→ **Work instructions**
Show each line in the listing below that contains the word "background", copying every such line in full.

→ **Records for this exercise**
----------

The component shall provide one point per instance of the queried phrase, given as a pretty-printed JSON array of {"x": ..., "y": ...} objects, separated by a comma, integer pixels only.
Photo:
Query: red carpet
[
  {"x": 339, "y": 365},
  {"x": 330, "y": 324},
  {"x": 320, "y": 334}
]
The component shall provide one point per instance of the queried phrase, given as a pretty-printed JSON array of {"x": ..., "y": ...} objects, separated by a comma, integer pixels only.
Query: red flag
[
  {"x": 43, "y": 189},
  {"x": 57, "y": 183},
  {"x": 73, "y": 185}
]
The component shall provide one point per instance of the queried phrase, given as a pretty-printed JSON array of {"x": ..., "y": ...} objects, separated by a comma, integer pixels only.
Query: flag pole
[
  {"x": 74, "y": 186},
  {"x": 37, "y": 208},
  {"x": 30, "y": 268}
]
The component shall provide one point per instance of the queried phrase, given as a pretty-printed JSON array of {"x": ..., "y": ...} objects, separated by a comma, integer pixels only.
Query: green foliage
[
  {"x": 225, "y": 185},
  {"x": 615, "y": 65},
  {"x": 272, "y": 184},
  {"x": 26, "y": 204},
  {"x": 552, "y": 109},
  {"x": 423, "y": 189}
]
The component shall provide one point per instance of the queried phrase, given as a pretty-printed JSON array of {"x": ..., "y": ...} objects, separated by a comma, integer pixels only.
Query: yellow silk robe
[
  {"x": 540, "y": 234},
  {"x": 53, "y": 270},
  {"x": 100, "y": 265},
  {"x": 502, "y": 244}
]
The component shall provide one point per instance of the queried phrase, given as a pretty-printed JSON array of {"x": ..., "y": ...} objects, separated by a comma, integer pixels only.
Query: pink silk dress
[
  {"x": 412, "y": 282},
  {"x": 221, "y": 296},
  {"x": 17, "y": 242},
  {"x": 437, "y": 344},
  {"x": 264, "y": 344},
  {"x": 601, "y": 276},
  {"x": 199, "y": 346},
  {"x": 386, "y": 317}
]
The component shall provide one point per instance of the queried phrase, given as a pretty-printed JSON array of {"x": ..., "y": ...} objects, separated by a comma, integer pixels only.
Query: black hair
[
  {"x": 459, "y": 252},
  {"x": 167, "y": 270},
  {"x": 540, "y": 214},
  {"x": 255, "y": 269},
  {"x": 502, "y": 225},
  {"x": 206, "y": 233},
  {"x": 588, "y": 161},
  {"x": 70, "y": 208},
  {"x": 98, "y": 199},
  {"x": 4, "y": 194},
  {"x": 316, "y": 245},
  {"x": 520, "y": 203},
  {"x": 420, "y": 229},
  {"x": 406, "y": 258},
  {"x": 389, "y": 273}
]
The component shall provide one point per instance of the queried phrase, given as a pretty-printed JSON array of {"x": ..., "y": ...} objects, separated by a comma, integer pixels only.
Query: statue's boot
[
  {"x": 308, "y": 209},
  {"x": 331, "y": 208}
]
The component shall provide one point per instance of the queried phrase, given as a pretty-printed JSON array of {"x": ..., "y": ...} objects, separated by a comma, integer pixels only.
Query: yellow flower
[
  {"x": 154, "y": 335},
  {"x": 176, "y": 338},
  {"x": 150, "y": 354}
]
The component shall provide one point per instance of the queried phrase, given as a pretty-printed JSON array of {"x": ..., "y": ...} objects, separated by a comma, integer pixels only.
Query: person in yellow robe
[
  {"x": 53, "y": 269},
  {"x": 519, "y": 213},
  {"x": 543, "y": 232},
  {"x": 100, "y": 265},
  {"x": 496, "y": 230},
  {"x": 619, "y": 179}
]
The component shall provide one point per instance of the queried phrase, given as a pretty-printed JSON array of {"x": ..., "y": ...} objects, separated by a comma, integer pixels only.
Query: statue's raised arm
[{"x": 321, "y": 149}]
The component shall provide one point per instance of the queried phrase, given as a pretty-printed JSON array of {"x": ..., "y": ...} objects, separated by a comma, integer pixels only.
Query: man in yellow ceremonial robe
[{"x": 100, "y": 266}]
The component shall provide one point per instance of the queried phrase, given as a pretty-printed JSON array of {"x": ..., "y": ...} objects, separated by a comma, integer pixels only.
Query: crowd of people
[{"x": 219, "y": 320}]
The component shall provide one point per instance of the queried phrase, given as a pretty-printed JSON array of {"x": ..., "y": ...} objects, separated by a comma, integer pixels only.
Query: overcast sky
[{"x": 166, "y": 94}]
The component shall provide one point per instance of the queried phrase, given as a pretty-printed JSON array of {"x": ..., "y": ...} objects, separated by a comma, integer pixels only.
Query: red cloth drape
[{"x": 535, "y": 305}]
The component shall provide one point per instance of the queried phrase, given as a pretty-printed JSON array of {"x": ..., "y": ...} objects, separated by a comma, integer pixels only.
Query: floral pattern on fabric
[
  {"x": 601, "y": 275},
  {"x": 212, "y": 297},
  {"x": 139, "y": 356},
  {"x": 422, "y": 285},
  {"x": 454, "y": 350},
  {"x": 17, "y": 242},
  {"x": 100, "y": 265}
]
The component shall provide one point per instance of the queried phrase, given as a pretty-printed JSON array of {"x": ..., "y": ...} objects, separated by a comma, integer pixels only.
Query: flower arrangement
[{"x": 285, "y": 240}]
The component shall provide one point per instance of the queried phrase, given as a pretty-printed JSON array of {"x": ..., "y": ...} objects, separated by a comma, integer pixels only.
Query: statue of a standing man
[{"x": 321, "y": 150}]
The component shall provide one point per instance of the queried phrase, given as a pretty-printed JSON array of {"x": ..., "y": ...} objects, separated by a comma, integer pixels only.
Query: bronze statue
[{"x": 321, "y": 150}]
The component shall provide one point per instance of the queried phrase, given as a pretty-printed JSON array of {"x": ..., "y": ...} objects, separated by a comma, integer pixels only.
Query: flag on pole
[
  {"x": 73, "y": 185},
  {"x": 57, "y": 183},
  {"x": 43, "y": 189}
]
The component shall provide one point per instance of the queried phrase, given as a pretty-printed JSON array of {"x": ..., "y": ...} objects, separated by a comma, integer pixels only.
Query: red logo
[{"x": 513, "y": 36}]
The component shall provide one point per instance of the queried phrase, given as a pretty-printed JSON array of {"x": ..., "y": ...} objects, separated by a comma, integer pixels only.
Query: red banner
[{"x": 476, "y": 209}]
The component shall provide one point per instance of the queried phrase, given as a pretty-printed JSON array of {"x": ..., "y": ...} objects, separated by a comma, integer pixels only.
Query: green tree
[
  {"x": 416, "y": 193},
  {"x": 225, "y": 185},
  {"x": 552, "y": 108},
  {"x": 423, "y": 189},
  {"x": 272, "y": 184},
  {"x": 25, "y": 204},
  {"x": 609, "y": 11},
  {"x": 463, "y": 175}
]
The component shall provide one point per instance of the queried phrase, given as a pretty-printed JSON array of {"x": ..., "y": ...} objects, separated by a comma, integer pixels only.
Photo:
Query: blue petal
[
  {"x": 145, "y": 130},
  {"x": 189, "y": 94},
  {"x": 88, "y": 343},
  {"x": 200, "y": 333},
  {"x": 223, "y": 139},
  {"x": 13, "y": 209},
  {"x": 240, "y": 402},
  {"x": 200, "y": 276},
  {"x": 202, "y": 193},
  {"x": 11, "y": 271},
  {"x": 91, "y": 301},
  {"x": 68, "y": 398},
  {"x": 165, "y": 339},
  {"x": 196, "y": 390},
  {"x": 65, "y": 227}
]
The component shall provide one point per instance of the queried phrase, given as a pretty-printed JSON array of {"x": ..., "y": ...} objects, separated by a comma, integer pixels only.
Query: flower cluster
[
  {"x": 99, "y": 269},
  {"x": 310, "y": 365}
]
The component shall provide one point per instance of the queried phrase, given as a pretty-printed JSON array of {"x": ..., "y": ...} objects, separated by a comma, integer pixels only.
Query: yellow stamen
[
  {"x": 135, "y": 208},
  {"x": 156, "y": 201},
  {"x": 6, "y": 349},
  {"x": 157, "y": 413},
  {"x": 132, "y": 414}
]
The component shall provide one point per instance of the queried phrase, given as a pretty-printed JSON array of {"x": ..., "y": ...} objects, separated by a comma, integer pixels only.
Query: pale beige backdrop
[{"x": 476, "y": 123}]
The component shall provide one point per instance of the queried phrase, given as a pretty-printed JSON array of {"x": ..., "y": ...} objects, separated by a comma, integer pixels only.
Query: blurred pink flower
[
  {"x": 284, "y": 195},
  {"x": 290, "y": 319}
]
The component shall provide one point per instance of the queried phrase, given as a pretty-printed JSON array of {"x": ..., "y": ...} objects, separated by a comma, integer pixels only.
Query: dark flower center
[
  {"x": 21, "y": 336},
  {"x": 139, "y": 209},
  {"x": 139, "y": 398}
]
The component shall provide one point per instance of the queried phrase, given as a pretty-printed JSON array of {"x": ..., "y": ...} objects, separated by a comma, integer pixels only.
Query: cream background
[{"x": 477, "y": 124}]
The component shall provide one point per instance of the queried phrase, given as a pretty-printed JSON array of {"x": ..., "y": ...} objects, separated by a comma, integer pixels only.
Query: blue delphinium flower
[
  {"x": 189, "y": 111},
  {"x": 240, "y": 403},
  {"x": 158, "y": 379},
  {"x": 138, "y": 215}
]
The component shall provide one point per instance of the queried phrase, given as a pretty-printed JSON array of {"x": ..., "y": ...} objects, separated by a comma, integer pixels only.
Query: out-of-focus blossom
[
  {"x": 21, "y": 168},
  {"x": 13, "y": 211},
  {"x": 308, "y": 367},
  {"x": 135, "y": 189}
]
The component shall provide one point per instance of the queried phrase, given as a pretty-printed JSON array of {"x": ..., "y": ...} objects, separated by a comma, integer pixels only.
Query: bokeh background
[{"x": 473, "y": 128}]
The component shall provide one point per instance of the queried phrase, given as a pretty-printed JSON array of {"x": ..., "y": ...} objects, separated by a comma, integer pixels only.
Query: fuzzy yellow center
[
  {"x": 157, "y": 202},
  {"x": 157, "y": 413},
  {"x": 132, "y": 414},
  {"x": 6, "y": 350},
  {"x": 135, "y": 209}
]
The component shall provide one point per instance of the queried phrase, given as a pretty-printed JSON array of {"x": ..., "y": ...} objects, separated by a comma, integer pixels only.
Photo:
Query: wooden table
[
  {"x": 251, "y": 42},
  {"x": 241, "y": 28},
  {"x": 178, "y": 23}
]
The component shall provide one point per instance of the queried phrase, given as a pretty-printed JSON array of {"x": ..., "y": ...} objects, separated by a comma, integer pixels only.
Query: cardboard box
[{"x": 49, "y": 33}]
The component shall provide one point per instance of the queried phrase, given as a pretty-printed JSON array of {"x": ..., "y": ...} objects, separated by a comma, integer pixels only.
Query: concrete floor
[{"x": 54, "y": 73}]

----------

→ **Complete output**
Query: cream background
Query: bokeh background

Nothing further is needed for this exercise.